** What is required **
Search the listing below for the string "face" and show each line that contains it.
◇ ◇ ◇ ◇ ◇ ◇ ◇
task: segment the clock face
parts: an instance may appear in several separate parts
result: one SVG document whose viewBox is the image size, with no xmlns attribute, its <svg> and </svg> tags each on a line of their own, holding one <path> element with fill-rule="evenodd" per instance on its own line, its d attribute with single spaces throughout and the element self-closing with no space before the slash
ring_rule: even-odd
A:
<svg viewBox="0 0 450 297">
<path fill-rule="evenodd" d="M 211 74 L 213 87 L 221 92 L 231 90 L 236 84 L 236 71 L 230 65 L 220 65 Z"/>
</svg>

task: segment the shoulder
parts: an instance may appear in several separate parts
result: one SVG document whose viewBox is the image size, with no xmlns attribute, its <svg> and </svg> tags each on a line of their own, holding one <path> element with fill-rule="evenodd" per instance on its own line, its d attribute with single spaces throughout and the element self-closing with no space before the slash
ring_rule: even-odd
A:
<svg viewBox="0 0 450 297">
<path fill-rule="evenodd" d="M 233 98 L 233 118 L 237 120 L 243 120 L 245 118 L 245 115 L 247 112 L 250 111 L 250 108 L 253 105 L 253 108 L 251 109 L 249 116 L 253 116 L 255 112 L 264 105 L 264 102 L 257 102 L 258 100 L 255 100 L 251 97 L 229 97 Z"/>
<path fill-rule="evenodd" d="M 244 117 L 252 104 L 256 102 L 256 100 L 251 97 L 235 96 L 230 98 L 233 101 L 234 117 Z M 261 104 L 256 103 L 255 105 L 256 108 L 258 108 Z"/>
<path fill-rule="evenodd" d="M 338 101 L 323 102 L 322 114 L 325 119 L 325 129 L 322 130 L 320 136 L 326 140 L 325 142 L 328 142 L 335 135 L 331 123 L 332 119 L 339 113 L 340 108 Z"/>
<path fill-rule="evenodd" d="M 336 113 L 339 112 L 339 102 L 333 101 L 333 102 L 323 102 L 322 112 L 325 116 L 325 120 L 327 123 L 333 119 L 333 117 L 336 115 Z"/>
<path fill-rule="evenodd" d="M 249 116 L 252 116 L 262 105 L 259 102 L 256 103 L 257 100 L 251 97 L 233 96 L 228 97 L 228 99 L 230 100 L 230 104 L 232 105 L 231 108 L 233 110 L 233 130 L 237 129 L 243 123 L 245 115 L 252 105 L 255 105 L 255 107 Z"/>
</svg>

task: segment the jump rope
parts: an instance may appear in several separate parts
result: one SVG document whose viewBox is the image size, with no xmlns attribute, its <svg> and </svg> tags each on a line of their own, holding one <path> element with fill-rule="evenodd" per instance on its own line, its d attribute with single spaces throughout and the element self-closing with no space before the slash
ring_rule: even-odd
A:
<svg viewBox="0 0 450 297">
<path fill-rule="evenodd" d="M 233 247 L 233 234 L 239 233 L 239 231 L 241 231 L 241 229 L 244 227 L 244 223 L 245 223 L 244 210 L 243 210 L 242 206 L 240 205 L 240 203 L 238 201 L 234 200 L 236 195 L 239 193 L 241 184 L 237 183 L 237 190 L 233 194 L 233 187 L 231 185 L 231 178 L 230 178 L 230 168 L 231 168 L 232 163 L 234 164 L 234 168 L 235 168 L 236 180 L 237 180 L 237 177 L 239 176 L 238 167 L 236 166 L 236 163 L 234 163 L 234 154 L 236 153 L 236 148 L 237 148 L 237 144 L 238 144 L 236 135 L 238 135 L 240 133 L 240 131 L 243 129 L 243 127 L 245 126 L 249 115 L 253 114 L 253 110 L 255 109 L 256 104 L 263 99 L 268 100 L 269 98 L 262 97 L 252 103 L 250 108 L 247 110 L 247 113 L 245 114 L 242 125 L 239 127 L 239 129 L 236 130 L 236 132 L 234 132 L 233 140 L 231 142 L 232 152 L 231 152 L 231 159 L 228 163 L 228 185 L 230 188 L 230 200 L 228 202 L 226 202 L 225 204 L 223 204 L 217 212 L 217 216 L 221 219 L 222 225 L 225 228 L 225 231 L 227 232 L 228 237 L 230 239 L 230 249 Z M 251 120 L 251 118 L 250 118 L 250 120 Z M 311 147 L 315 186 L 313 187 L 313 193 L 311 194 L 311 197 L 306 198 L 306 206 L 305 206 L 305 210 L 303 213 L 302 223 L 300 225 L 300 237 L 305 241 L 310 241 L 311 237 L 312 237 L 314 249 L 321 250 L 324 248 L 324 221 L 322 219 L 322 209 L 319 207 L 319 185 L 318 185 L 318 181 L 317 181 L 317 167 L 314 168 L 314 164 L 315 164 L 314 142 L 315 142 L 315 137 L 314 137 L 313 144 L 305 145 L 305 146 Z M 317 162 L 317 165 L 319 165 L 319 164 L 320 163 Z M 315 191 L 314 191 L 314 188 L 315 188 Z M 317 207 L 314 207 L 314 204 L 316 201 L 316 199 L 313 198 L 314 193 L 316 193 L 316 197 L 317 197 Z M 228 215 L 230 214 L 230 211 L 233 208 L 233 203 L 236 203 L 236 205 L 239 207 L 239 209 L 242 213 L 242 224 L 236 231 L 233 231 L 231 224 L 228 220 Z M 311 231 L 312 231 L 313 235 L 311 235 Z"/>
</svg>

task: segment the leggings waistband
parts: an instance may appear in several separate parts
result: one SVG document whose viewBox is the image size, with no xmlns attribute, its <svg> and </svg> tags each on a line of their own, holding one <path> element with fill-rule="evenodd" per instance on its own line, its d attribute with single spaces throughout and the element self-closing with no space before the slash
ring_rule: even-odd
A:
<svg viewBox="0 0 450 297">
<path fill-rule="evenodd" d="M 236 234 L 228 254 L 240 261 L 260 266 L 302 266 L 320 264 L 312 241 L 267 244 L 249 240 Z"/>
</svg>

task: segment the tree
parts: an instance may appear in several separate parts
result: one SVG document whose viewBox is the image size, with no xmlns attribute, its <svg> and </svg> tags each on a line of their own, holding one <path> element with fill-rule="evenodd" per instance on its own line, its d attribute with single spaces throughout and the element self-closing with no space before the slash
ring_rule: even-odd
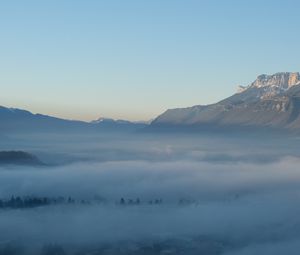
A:
<svg viewBox="0 0 300 255">
<path fill-rule="evenodd" d="M 120 200 L 120 204 L 121 204 L 121 205 L 125 205 L 125 199 L 124 199 L 123 197 L 122 197 L 121 200 Z"/>
<path fill-rule="evenodd" d="M 136 203 L 137 205 L 139 205 L 139 204 L 141 203 L 141 200 L 140 200 L 139 198 L 137 198 L 137 199 L 135 200 L 135 203 Z"/>
</svg>

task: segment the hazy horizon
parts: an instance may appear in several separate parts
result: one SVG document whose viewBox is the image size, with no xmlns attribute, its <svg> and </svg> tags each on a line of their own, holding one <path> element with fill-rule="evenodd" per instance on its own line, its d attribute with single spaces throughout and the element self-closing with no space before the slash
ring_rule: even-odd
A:
<svg viewBox="0 0 300 255">
<path fill-rule="evenodd" d="M 0 104 L 149 120 L 297 71 L 298 1 L 0 3 Z M 280 19 L 278 18 L 280 17 Z"/>
<path fill-rule="evenodd" d="M 280 72 L 275 72 L 273 74 L 276 74 L 276 73 L 280 73 Z M 293 72 L 291 72 L 293 73 Z M 261 73 L 259 75 L 262 75 L 262 74 L 266 74 L 266 73 Z M 273 74 L 267 74 L 267 75 L 273 75 Z M 257 75 L 256 77 L 258 77 L 259 75 Z M 252 79 L 251 82 L 253 82 L 254 79 Z M 67 115 L 60 115 L 59 113 L 47 113 L 47 112 L 42 112 L 41 110 L 39 109 L 36 109 L 35 111 L 34 110 L 31 110 L 31 109 L 28 109 L 28 108 L 18 108 L 14 105 L 0 105 L 0 106 L 3 106 L 3 107 L 6 107 L 6 108 L 10 108 L 10 109 L 21 109 L 21 110 L 26 110 L 26 111 L 29 111 L 33 114 L 42 114 L 42 115 L 49 115 L 49 116 L 52 116 L 52 117 L 56 117 L 56 118 L 60 118 L 60 119 L 66 119 L 66 120 L 79 120 L 79 121 L 84 121 L 84 122 L 91 122 L 91 121 L 95 121 L 95 120 L 99 120 L 99 119 L 114 119 L 114 120 L 128 120 L 128 121 L 132 121 L 132 122 L 150 122 L 152 120 L 154 120 L 156 117 L 158 117 L 159 115 L 161 115 L 162 113 L 164 113 L 165 111 L 167 111 L 168 109 L 175 109 L 175 108 L 186 108 L 186 107 L 192 107 L 192 106 L 195 106 L 195 105 L 210 105 L 210 104 L 214 104 L 214 103 L 218 103 L 219 101 L 227 98 L 227 97 L 230 97 L 232 95 L 234 95 L 236 92 L 237 92 L 237 89 L 238 89 L 238 86 L 248 86 L 249 84 L 251 84 L 251 82 L 248 82 L 247 84 L 239 84 L 235 87 L 235 91 L 232 92 L 232 94 L 230 95 L 225 95 L 224 98 L 220 98 L 218 99 L 217 101 L 213 101 L 213 102 L 208 102 L 206 104 L 194 104 L 194 105 L 182 105 L 182 106 L 174 106 L 172 108 L 167 108 L 167 109 L 164 109 L 162 110 L 161 112 L 158 112 L 157 114 L 153 115 L 151 118 L 148 118 L 148 119 L 135 119 L 135 118 L 126 118 L 126 117 L 113 117 L 113 116 L 104 116 L 104 115 L 98 115 L 98 117 L 95 117 L 95 118 L 76 118 L 77 115 L 74 116 L 74 118 L 72 118 L 72 112 L 69 111 L 67 112 Z M 44 105 L 42 105 L 42 107 L 40 109 L 43 109 L 44 108 Z M 46 110 L 46 109 L 45 109 Z M 82 111 L 82 114 L 85 115 L 85 116 L 90 116 L 90 112 L 89 111 L 86 111 L 86 112 L 83 112 Z"/>
</svg>

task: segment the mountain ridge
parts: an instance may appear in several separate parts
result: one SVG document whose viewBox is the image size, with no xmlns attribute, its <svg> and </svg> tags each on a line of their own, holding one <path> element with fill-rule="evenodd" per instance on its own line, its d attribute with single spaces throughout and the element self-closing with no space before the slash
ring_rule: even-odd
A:
<svg viewBox="0 0 300 255">
<path fill-rule="evenodd" d="M 51 131 L 134 131 L 146 124 L 126 120 L 101 119 L 102 121 L 85 122 L 68 120 L 27 110 L 0 106 L 0 132 L 43 132 Z"/>
<path fill-rule="evenodd" d="M 300 130 L 300 75 L 290 72 L 260 75 L 215 104 L 165 111 L 151 123 L 151 127 L 159 126 Z"/>
</svg>

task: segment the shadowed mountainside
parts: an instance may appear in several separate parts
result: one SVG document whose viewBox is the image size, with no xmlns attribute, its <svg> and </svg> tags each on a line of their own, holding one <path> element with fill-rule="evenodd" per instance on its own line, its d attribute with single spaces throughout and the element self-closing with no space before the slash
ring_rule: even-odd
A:
<svg viewBox="0 0 300 255">
<path fill-rule="evenodd" d="M 144 123 L 124 120 L 99 119 L 92 122 L 60 119 L 48 115 L 33 114 L 26 110 L 0 106 L 0 132 L 90 132 L 135 131 Z"/>
<path fill-rule="evenodd" d="M 24 151 L 0 151 L 0 165 L 45 165 L 36 156 Z"/>
</svg>

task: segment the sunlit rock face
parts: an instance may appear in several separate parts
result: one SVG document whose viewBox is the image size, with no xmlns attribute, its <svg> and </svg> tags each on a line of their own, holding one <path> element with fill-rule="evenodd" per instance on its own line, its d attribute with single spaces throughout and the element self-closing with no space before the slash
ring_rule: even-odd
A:
<svg viewBox="0 0 300 255">
<path fill-rule="evenodd" d="M 300 132 L 300 75 L 259 75 L 216 104 L 167 110 L 152 122 L 152 126 L 159 125 L 272 127 Z"/>
<path fill-rule="evenodd" d="M 300 74 L 282 72 L 273 75 L 262 74 L 248 86 L 239 85 L 237 93 L 242 93 L 248 89 L 257 89 L 257 97 L 268 98 L 284 93 L 293 86 L 300 84 Z"/>
<path fill-rule="evenodd" d="M 276 73 L 273 75 L 262 74 L 246 89 L 260 89 L 262 99 L 280 95 L 295 85 L 300 84 L 299 73 Z M 245 89 L 245 90 L 246 90 Z"/>
<path fill-rule="evenodd" d="M 281 89 L 288 89 L 294 85 L 298 85 L 299 73 L 276 73 L 273 75 L 262 74 L 250 85 L 250 87 L 280 87 Z"/>
</svg>

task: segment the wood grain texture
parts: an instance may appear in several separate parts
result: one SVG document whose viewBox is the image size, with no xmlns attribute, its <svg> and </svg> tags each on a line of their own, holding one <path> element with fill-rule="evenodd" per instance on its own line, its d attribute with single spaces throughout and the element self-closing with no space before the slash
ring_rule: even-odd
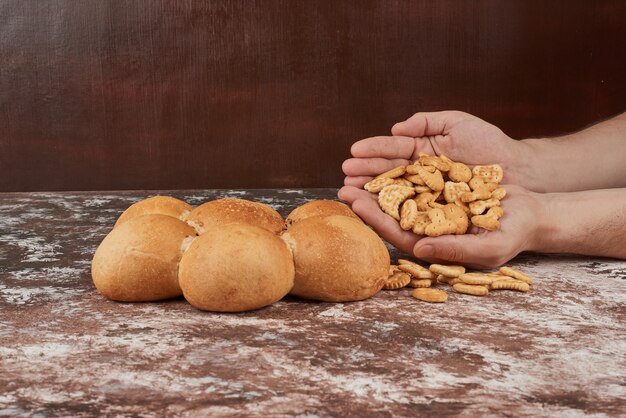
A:
<svg viewBox="0 0 626 418">
<path fill-rule="evenodd" d="M 336 187 L 458 109 L 516 138 L 626 108 L 626 3 L 0 3 L 0 191 Z"/>
</svg>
◇ ◇ ◇ ◇ ◇ ◇ ◇
** Response box **
task: segment the clock face
task: segment the sunlit rock face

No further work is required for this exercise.